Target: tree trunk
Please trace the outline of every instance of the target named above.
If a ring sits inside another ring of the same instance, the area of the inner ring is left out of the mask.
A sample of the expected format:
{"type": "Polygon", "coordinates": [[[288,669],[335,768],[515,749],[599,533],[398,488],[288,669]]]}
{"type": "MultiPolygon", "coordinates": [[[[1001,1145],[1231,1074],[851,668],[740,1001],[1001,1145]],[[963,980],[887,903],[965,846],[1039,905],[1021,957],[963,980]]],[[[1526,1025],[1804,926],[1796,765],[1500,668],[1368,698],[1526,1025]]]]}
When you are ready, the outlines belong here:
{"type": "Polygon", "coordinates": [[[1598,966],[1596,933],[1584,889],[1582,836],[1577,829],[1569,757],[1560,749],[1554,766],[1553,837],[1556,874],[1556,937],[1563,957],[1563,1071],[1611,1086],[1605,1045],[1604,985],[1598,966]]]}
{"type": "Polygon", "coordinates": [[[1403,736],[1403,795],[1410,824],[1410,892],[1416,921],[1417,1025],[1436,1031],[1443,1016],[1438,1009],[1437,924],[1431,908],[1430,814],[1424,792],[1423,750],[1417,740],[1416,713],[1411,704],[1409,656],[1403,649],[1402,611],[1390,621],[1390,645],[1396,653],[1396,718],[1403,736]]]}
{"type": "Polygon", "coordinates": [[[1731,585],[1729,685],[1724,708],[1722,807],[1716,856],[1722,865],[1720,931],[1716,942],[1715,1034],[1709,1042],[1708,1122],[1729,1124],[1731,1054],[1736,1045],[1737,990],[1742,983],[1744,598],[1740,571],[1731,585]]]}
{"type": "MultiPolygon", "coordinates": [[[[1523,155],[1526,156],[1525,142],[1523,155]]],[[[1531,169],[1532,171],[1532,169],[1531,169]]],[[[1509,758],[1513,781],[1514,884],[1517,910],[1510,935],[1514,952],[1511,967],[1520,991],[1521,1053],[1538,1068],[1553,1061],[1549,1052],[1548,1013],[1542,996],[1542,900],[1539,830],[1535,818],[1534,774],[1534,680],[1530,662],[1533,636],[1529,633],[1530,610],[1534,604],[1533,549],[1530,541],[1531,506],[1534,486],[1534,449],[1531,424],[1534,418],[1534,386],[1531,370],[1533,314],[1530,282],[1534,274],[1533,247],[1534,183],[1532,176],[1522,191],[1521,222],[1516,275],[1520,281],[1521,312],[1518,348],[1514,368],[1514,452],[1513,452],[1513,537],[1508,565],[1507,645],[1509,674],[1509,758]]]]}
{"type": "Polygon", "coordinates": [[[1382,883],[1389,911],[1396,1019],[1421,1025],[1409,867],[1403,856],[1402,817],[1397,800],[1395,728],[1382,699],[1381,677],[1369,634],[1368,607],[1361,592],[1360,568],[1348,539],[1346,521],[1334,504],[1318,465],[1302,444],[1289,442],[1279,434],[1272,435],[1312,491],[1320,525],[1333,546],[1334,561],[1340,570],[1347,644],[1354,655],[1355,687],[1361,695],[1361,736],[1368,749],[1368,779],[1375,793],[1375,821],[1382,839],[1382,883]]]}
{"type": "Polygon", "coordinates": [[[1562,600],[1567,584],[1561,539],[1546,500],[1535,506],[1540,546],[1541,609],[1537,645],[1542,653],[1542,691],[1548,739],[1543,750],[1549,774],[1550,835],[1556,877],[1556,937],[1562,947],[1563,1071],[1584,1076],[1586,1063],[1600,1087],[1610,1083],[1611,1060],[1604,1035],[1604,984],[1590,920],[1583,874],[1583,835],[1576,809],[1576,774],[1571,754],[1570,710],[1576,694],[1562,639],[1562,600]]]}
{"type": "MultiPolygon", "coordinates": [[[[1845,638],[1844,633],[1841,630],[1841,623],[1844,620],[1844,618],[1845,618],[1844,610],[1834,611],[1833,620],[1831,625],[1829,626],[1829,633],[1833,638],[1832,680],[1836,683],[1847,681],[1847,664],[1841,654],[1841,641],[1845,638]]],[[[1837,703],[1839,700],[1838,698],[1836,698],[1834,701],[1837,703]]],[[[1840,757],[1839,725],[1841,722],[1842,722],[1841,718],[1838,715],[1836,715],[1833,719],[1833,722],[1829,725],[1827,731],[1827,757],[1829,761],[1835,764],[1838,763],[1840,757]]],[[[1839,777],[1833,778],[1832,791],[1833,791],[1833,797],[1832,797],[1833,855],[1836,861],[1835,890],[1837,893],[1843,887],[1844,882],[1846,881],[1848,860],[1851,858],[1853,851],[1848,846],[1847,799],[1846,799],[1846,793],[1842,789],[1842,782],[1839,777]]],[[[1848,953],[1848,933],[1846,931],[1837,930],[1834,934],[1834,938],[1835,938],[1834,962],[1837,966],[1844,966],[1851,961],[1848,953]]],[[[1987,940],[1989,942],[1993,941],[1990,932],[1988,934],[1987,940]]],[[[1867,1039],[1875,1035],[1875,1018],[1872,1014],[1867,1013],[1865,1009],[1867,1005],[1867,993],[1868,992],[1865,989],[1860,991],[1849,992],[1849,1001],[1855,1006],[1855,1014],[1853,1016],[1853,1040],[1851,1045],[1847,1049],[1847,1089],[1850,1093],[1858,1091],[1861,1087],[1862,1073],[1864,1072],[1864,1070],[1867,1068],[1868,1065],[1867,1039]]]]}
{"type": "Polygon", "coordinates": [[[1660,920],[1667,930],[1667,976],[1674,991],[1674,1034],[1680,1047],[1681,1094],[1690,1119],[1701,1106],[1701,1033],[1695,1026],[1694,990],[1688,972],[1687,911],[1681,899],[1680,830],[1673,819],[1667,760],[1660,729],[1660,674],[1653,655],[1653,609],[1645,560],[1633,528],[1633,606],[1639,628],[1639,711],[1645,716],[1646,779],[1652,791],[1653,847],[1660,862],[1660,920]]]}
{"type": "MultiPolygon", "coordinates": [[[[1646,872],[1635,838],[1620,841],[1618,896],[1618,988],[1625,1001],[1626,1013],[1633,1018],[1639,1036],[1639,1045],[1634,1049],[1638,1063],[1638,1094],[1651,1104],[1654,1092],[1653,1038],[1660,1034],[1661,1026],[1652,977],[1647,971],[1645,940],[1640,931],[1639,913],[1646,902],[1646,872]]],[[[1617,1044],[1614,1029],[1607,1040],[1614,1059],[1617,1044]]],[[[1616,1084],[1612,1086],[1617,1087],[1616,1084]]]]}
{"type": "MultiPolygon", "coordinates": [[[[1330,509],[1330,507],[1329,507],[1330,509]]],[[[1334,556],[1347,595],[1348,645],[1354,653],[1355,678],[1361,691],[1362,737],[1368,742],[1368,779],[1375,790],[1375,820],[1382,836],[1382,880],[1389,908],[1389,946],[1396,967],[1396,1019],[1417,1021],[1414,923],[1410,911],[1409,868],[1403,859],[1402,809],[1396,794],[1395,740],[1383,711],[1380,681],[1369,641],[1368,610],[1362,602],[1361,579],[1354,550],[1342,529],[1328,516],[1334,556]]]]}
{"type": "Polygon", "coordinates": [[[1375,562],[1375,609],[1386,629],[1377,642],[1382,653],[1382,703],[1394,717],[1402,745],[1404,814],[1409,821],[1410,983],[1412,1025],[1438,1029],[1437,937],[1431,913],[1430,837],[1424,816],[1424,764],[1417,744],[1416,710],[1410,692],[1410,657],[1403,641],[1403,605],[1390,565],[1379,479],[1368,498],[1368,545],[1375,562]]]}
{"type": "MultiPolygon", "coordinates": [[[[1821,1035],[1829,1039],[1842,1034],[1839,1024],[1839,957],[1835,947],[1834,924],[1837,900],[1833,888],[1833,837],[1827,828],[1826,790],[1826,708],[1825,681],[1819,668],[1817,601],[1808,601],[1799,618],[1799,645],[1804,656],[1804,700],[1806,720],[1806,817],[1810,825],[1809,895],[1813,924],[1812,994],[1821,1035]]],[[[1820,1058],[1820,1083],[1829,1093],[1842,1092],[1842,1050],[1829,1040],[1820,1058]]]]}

Your assignment: Look over the material above and report each line holding "instance".

Exercise answer:
Please trace the outline of every instance of the target named above.
If a ring sits inside another ring of the same instance, the area of the inner ring is left out of the mask.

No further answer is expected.